▶ [Exercise brief]:
Below you will find a set of lines. Repeat them all exactly.

▶ [Extracted material]:
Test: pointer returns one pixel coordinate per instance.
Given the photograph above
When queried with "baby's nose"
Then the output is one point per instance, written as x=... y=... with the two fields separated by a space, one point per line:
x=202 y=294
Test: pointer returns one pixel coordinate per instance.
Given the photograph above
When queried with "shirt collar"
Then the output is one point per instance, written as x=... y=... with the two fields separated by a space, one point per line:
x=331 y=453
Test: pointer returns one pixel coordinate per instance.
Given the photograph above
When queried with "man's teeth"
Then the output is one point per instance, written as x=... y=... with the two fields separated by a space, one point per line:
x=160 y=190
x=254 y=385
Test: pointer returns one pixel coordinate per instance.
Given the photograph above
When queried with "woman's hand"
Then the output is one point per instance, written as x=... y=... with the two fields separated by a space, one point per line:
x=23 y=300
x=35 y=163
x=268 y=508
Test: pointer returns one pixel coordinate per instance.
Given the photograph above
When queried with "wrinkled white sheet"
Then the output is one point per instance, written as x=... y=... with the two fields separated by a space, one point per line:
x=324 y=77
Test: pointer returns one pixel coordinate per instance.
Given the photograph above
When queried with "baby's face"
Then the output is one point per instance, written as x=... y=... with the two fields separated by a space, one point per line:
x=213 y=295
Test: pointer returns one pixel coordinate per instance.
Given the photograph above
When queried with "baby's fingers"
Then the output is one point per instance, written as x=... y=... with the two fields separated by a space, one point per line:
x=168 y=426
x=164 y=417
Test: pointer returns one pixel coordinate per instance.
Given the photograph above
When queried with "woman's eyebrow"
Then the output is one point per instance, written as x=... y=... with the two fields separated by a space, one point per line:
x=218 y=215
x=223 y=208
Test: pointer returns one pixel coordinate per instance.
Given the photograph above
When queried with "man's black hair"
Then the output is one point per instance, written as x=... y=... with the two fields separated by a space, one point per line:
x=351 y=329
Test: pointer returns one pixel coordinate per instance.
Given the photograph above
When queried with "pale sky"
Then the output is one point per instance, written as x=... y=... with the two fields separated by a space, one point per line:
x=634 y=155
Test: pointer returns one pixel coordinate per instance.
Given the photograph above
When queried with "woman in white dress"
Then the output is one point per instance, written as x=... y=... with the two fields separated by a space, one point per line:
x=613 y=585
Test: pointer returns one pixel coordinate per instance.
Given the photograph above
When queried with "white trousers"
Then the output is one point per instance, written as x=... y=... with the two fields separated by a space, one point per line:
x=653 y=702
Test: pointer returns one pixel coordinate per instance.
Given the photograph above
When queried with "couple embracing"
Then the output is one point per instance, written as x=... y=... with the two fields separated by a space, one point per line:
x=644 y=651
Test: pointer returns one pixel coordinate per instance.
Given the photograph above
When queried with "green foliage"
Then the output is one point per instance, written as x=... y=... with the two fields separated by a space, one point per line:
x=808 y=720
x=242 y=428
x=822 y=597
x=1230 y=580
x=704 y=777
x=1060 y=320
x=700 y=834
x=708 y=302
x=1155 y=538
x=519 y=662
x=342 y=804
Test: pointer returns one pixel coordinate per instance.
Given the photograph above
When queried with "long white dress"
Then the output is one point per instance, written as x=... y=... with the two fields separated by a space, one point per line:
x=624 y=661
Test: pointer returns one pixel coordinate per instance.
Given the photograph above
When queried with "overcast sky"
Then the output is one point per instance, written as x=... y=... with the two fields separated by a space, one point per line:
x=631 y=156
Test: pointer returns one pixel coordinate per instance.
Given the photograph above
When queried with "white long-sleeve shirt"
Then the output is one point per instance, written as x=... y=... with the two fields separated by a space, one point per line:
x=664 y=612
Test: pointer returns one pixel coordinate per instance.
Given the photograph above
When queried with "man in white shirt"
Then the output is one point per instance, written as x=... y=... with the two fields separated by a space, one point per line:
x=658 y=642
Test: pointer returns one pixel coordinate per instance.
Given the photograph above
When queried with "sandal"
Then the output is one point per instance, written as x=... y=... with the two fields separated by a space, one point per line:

▶ [Result]:
Test: pointer returns one pixel coordinate per instance.
Given the photograph above
When queried with "baby's nose"
Then the output is one point per instance, written as x=... y=... with the two fields separated by a space, one point per line:
x=202 y=294
Test: pointer returns one pixel coordinate per instance.
Given the photograph above
When queried with "shirt collar"
Then the output is one point per instance, written as x=... y=... with the two fields separated by a space, one point per line:
x=331 y=453
Test: pointer returns one pixel coordinate per instance.
Given the photograph above
When queried with "man's teeth"
Then the output is one point per instance, written as x=... y=... with the two fields separated by a space, one point per line:
x=160 y=190
x=254 y=385
Test: pointer returns one pixel coordinate per instance.
Given the photograph above
When queried with "woman's hand"
Then the output is one point per instance, written as x=... y=... with the two fields separated by a space, one point per line:
x=23 y=300
x=35 y=163
x=268 y=508
Test: pointer returns one pixel coordinate per instance.
Given the photograph above
When queried with "wrinkled white sheet"
Then the output is one point per instance, written as x=... y=... with the two fields separated by a space, one point per line:
x=324 y=77
Test: pointer returns one pixel coordinate per instance.
Given the photograph above
When queried with "baby's face"
Then the output is one point per instance, written as x=... y=... with the two fields separated by a space, one point per line:
x=213 y=295
Test: pointer returns one pixel coordinate per instance.
Given the photograph above
When queried with "baby's fingers"
Then the output is one point per instance, written as x=... y=... with the two fields separated by a space, one point per line:
x=168 y=426
x=164 y=417
Test: pointer returns one pixel coordinate per instance.
Given the photograph above
When queried with "woman's eyebrow"
Then the output is one point per instance, written as x=... y=... with the two fields separated by a space, one point per line:
x=218 y=215
x=223 y=208
Test: pointer returns one pixel coordinate per instance.
Given the photograph above
When queried with "man's black hair"
Then the output is one point per instance, written as x=... y=... with the two fields separated by a space, one point per line:
x=351 y=329
Test: pointer returns one pixel coordinate per instance.
Given the photograph above
When queried with "pale sky"
Then the output is one point per instance, written as x=... y=... with the two fields separated by a space, one point per line:
x=634 y=155
Test: pointer returns one pixel coordinate per instance.
Given the photograph above
When queried with "woman in white dress"
Then the output is one point per instance, written as x=... y=... with the two fields separated by a space, one point per line:
x=613 y=585
Test: pointer returns one pixel coordinate per instance.
Given the photograph above
When queried with "white trousers"
Then the output is one point per instance, written as x=... y=... with the two fields separated by a space, one point per line:
x=653 y=702
Test: pointer returns one pixel coordinate per instance.
Given the photograph above
When queried with "couple embracing"
Then the output is one point per instance, written as x=... y=... with the two fields separated by a space, one point per line:
x=644 y=651
Test: pointer returns one pixel coordinate per instance.
Given the photograph above
When queried with "green foliage"
Then the output is one point per instance, written as x=... y=... with the two fields separated by a space, one point per line:
x=808 y=720
x=242 y=428
x=822 y=597
x=1230 y=580
x=704 y=777
x=1060 y=320
x=700 y=834
x=708 y=302
x=1155 y=538
x=519 y=662
x=342 y=804
Test: pointer returns one pixel coordinate per instance.
Given the photograph above
When queried with "long white dress"
Then the output is one point per instance, written as x=... y=... with the two fields separated by a space, one point per line:
x=624 y=661
Test: pointer returns one pixel coordinate per instance.
Given the photograph above
When queried with "overcast sky"
Then the output is one point per instance, written as x=... y=... with the two fields separated by a space, one point per line:
x=631 y=156
Test: pointer returns one pixel coordinate per instance.
Given the photograph above
When queried with "white long-sleeve shirt"
Then the output is one point per instance, written as x=... y=... with the two fields separated by a space, one point per line:
x=664 y=612
Test: pointer returns one pixel coordinate per instance.
Given the photograph above
When queried with "man in white shirt"
Then the output is one point per instance, written as x=... y=... with the two fields separated by a space, one point per line:
x=658 y=642
Test: pointer returns one pixel coordinate per instance.
Given the photograph above
When queried with "sandal"
Then the output is one point per instance, written as x=... y=... with the two fields separated by a space, one point per line:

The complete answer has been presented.